The table is basically wrong. The header says "I want to license my code under LGPL v2.1" so the answer is "no". Including the possibility of a relicense completely muddles things and rather defeats the purpose of the table. If you already own the copyright, as is assumed for the top header, then you can relicense it to whatever you want.

It's basically answering the question "I want to license my code under LGPL v2.1, can I?" with "sure, but you have to use a different licence than LGPL v2.1".

It isn't even assuming that you own the GPL v2 code. If you read the paragraph above it explicitly says

It assumes that someone else has written some software under one of these licenses, and you want to somehow incorporate code from that into a project that you're releasing (either your own original work, or a modified version of someone else's software).

I think the purpose of the odd corner case is that you can relicense someone else's LGPL v2.1 code into GPL v2. But in that case you could just look at the LGPL v2.1 -> GPL v2 entry in the table.

________________________________________

▶ _OBJECTIVE 1_
Pull out every line of the records that contains the word "deciduous".
The comment about the license table and the records have nothing to do with each other.

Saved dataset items

________________________________________

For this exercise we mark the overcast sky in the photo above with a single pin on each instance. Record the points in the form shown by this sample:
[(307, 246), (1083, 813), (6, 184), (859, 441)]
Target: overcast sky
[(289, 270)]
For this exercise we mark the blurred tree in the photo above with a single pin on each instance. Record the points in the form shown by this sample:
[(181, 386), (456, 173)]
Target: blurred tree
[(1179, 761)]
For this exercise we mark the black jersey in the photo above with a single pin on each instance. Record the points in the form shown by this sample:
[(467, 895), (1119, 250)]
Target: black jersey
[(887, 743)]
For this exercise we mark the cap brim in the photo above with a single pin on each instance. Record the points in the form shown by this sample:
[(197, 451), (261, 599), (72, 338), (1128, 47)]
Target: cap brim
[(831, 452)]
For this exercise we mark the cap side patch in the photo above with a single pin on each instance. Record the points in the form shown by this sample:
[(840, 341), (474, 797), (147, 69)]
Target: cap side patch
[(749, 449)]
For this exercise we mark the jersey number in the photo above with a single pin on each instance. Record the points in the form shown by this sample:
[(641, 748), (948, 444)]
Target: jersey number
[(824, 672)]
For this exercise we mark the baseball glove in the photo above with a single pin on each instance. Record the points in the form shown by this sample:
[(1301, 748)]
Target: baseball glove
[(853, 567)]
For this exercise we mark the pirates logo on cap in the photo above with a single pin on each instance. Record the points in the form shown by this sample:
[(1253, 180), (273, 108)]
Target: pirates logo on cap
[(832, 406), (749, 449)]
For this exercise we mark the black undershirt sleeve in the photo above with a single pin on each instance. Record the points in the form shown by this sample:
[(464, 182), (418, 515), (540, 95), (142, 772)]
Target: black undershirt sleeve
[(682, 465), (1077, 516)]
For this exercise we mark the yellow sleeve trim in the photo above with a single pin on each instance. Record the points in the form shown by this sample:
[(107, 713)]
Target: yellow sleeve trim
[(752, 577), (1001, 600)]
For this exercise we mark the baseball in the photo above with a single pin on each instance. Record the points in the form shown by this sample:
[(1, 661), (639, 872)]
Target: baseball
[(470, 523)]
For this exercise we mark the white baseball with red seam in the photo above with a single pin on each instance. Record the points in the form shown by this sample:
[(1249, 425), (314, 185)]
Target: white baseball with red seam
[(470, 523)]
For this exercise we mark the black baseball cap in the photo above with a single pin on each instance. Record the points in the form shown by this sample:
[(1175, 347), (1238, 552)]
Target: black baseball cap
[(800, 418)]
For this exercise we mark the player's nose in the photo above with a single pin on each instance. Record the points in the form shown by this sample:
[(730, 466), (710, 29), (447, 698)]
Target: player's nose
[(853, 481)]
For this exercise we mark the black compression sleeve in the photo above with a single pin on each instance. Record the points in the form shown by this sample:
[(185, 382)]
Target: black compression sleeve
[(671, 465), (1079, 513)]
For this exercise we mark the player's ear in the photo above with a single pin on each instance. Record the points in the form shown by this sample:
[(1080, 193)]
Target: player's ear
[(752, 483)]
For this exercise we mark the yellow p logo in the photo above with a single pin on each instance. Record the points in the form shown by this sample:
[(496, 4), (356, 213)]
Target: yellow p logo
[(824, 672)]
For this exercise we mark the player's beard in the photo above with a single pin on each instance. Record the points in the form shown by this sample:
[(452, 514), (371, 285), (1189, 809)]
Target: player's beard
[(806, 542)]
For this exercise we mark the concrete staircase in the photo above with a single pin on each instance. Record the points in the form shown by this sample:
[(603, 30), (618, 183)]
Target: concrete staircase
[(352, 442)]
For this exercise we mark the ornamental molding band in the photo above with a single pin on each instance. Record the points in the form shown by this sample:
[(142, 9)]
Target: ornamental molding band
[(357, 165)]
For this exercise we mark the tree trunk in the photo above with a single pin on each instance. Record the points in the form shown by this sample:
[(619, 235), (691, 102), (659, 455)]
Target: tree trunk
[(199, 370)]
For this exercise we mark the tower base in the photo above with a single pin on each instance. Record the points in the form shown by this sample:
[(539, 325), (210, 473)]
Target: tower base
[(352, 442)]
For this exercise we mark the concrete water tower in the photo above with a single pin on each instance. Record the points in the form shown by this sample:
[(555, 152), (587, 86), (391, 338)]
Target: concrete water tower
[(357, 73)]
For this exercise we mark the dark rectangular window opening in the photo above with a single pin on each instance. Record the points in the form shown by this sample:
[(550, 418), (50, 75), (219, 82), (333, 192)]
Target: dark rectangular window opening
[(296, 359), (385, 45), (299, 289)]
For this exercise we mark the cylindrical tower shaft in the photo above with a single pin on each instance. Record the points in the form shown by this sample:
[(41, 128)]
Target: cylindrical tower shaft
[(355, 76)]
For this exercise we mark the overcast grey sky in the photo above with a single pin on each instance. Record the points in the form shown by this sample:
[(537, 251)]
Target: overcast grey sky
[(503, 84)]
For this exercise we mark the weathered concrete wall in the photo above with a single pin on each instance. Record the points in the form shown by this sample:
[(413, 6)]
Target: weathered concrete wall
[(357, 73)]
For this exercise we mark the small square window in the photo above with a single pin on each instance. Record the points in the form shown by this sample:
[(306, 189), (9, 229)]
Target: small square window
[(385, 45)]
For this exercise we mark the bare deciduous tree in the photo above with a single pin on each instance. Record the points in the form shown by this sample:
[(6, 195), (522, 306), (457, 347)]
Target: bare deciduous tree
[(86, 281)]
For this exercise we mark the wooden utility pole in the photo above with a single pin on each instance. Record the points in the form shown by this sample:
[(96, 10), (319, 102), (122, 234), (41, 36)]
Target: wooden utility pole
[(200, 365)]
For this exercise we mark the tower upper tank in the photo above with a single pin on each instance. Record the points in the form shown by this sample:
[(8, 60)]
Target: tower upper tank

________________________________________

▶ _OBJECTIVE 2_
Write what comes next in the comment about the license table, picking up right after its last sentence.

▶ _EXPECTED ANSWER 1_
For this exercise we mark the bare deciduous tree in the photo above with a single pin on each instance. Record the points in the form shown by this sample:
Target: bare deciduous tree

▶ _EXPECTED ANSWER 2_
If you look at the intent of LGPL, it is a license meant for libraries, to encourage use of free software even together/from closed source. Sort of a stopgap measure, "we can't go GPL free here, no user wants to open all their stuff; as a compromise, this part is free but can be used with non-free parts" (where GPL is all free or nothing). Also, LGPL originally was "Library GPL", today it reads "Lesser GPL".

Allowing GPL --> LGPL transition at the user's discretion would be very much against the whole objective of the licenses. That you are allowed to consider anything under LGPL as GPL also (sort of implicit dual-licensing) is exactly in line with the above.

  • Thank you @vonbrand for you answer!